* _Instructions for the task_: Look for "In this picture, where can the red signal" in the records below, then copy that line and every line after it, exactly and with nothing added.

* _Source records_:

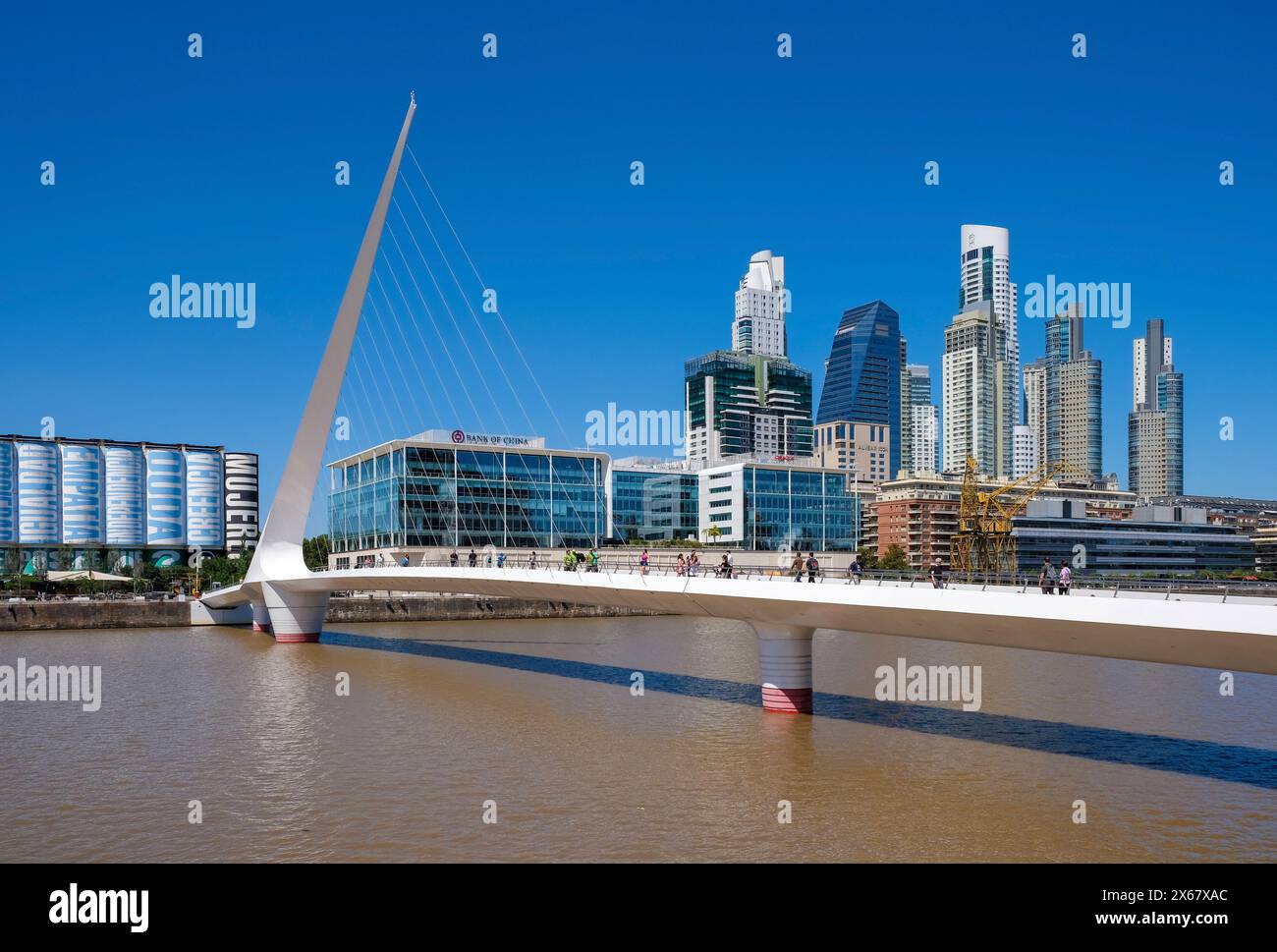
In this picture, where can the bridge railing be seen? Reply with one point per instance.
(911, 578)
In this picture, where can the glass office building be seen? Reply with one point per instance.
(862, 374)
(651, 502)
(778, 508)
(740, 404)
(1154, 539)
(468, 491)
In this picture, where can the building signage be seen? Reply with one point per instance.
(82, 493)
(165, 498)
(460, 436)
(242, 500)
(37, 492)
(124, 496)
(204, 524)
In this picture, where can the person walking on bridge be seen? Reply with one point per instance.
(1046, 578)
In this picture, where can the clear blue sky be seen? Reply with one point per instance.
(1105, 169)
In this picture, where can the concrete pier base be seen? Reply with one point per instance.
(295, 616)
(784, 667)
(260, 617)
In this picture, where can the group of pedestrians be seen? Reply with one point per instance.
(488, 560)
(809, 565)
(689, 565)
(1051, 582)
(574, 560)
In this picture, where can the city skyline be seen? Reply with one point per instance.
(852, 229)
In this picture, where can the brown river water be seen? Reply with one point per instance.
(539, 718)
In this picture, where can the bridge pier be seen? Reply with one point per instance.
(784, 666)
(295, 616)
(260, 617)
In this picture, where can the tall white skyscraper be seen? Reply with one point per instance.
(986, 275)
(926, 421)
(922, 420)
(973, 387)
(1034, 407)
(761, 303)
(1026, 453)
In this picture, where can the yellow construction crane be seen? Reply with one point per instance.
(983, 543)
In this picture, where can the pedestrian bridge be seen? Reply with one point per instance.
(1194, 629)
(289, 599)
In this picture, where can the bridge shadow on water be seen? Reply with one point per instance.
(1195, 757)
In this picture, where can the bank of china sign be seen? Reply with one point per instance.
(460, 436)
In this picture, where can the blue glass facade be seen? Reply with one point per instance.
(782, 509)
(862, 374)
(791, 509)
(650, 505)
(1135, 546)
(410, 495)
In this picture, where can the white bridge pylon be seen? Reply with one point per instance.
(298, 616)
(1237, 634)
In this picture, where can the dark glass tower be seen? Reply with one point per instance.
(862, 373)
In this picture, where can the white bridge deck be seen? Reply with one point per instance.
(1200, 630)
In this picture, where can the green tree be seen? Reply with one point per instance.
(314, 552)
(895, 559)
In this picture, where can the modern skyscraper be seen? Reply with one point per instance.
(741, 404)
(973, 382)
(986, 275)
(1074, 394)
(1154, 428)
(862, 373)
(761, 303)
(1139, 362)
(750, 400)
(1025, 453)
(905, 425)
(923, 420)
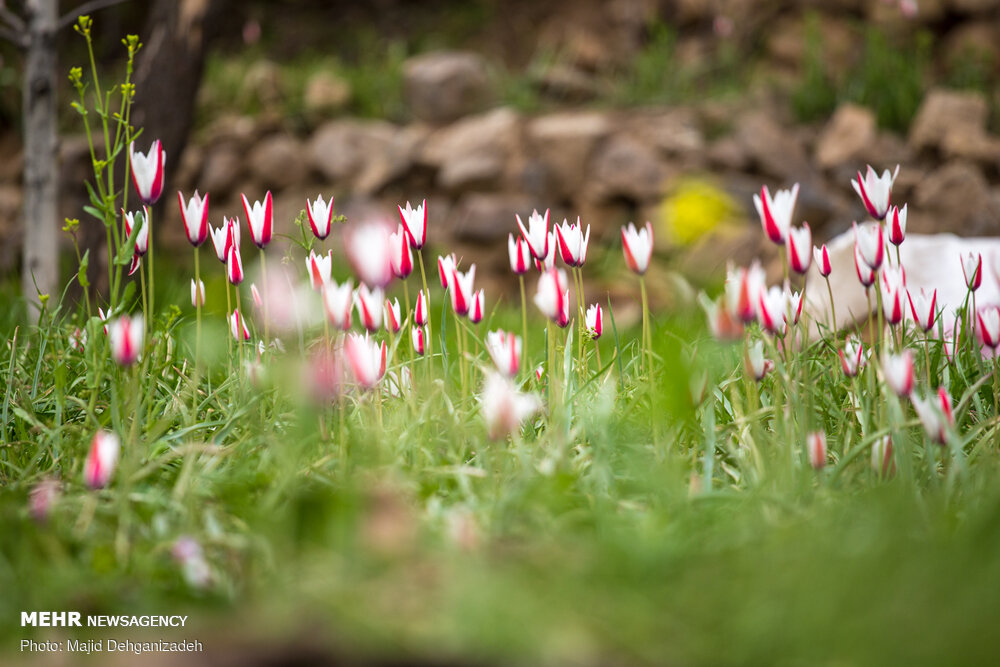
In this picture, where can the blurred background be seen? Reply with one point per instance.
(673, 111)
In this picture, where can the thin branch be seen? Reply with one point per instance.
(85, 8)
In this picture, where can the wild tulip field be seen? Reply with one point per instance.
(376, 457)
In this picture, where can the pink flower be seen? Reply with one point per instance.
(851, 357)
(922, 308)
(800, 248)
(816, 444)
(142, 235)
(875, 191)
(898, 372)
(822, 256)
(638, 247)
(460, 287)
(776, 213)
(366, 359)
(536, 234)
(197, 293)
(420, 311)
(147, 171)
(393, 322)
(988, 326)
(238, 326)
(896, 222)
(972, 270)
(338, 301)
(320, 216)
(504, 407)
(870, 244)
(573, 242)
(319, 268)
(126, 334)
(552, 296)
(594, 321)
(102, 458)
(195, 216)
(401, 259)
(260, 218)
(418, 337)
(415, 223)
(505, 350)
(369, 303)
(368, 251)
(520, 255)
(478, 310)
(234, 266)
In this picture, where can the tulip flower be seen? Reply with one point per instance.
(594, 321)
(195, 217)
(866, 275)
(238, 326)
(234, 266)
(756, 363)
(366, 359)
(776, 213)
(197, 293)
(822, 257)
(544, 265)
(260, 219)
(935, 413)
(638, 247)
(743, 287)
(988, 326)
(898, 372)
(896, 222)
(870, 244)
(552, 296)
(816, 445)
(319, 268)
(478, 309)
(338, 300)
(573, 242)
(893, 288)
(393, 322)
(369, 303)
(415, 223)
(446, 264)
(505, 350)
(141, 236)
(126, 334)
(800, 248)
(972, 270)
(504, 407)
(772, 310)
(536, 234)
(851, 357)
(78, 339)
(922, 307)
(460, 287)
(102, 458)
(418, 337)
(520, 255)
(147, 171)
(875, 191)
(421, 312)
(401, 259)
(320, 216)
(882, 458)
(368, 251)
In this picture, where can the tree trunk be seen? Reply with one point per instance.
(40, 273)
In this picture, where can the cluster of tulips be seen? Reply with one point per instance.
(346, 360)
(756, 313)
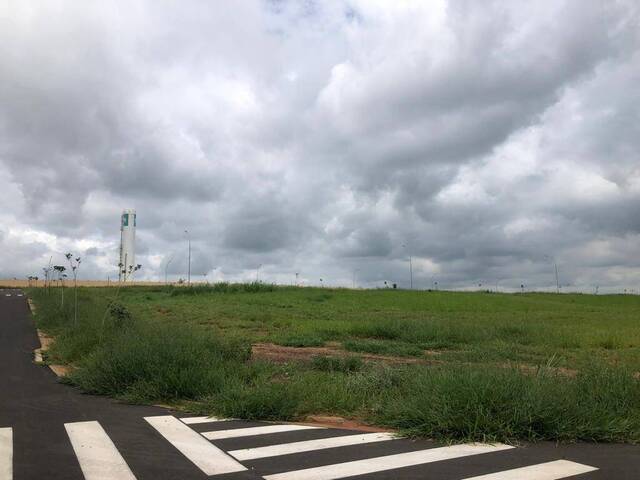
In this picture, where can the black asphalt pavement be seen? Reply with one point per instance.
(35, 407)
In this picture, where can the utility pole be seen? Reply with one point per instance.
(189, 262)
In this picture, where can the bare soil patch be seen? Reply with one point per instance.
(281, 354)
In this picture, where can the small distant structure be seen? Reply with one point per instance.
(127, 262)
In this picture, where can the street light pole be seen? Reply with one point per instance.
(189, 262)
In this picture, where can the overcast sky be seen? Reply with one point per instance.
(328, 138)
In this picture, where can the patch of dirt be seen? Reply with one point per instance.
(38, 355)
(281, 354)
(339, 422)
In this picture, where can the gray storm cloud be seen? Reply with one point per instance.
(326, 138)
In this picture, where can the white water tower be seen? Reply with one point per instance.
(127, 244)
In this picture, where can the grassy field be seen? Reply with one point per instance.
(459, 366)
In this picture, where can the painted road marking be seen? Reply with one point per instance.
(309, 445)
(248, 432)
(205, 455)
(195, 420)
(6, 453)
(543, 471)
(388, 462)
(98, 457)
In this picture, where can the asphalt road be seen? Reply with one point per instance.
(51, 431)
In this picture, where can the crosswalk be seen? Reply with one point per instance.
(218, 446)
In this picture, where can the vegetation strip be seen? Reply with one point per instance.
(509, 367)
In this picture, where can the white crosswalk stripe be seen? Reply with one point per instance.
(309, 445)
(6, 453)
(206, 456)
(197, 420)
(98, 457)
(543, 471)
(248, 432)
(387, 462)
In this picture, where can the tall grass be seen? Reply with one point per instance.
(166, 358)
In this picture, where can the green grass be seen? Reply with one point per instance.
(498, 372)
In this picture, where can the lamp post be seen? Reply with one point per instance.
(189, 262)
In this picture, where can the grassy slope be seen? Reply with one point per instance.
(471, 327)
(179, 345)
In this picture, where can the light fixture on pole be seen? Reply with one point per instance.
(189, 261)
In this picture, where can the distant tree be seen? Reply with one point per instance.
(75, 266)
(60, 269)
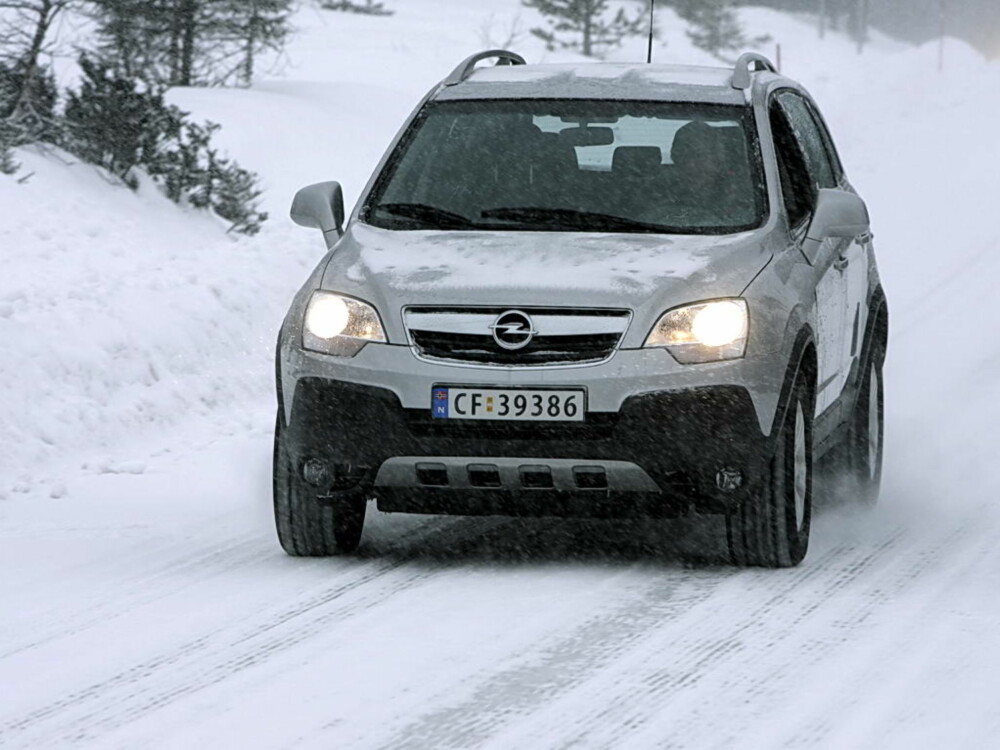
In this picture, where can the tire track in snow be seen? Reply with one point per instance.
(600, 646)
(650, 705)
(142, 591)
(140, 689)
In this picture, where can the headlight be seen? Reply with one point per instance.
(705, 332)
(339, 325)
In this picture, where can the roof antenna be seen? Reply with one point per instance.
(649, 50)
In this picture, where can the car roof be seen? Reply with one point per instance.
(621, 81)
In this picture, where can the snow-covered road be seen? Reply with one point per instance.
(144, 601)
(185, 626)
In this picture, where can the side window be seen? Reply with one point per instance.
(811, 139)
(796, 187)
(831, 150)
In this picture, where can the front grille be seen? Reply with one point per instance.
(564, 336)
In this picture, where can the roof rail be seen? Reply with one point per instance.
(465, 68)
(741, 71)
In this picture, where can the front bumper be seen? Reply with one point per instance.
(660, 454)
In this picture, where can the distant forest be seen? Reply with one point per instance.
(975, 21)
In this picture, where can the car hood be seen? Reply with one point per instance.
(645, 273)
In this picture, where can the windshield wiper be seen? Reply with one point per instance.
(569, 218)
(431, 215)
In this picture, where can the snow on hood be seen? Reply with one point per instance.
(393, 269)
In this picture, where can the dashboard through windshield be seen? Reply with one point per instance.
(574, 165)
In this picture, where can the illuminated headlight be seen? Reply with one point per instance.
(340, 325)
(705, 332)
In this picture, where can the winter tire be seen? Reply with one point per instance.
(307, 527)
(772, 529)
(865, 436)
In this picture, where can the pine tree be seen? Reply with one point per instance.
(25, 34)
(713, 25)
(248, 28)
(190, 42)
(583, 25)
(8, 139)
(110, 122)
(236, 197)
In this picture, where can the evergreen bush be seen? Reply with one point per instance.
(117, 123)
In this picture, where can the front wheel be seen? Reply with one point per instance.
(772, 529)
(306, 527)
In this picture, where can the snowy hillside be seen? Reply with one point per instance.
(146, 602)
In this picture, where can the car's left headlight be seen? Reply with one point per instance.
(339, 325)
(703, 332)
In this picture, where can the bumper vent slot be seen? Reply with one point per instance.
(484, 475)
(536, 477)
(432, 475)
(590, 477)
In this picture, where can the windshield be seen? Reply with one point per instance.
(574, 165)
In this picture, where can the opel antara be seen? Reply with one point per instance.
(601, 290)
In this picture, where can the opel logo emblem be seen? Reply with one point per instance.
(513, 330)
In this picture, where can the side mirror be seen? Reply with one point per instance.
(839, 214)
(320, 206)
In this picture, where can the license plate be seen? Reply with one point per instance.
(508, 404)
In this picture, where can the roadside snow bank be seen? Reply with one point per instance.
(122, 313)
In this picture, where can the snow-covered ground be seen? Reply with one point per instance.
(144, 601)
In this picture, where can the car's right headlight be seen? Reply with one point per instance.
(704, 332)
(339, 325)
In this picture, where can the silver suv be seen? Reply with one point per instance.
(598, 290)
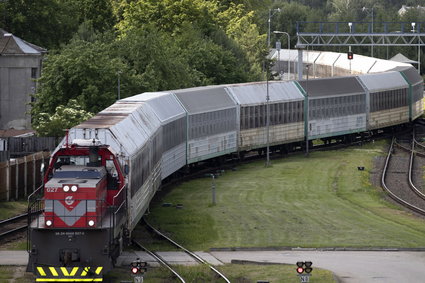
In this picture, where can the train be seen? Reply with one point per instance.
(104, 173)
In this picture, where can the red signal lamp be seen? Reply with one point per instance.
(134, 270)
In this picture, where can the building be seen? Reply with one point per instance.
(20, 65)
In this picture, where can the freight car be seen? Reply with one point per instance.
(103, 175)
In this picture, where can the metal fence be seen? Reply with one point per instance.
(28, 145)
(4, 156)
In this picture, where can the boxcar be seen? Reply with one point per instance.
(212, 122)
(286, 114)
(336, 107)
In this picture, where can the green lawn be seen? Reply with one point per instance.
(248, 273)
(319, 201)
(12, 208)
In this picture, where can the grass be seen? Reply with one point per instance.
(236, 273)
(12, 208)
(15, 274)
(319, 201)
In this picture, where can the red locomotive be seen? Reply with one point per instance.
(83, 195)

* _Completed task_:
In this picture, where can the red signal lamp be seen? Reply with one point per instance.
(134, 270)
In this picture, where can the building be seen? Reply with one point per instance.
(20, 65)
In this picture, where can the freight car be seen? Reply with one point per instance.
(103, 175)
In this picture, where can the metal fence be seen? Reply with one point per instance.
(28, 145)
(4, 156)
In this picture, where can the boxcar be seen? Reply with one point per instance.
(212, 122)
(286, 114)
(336, 107)
In this picture, where can the green lawn be seen? Reply with one point per instance.
(248, 273)
(319, 201)
(12, 208)
In this picture, where can the grass be seen? Reply with one point per instance.
(236, 273)
(12, 208)
(15, 274)
(319, 201)
In this picture, where can the red locomotive be seen? Reply with one point per instance.
(83, 195)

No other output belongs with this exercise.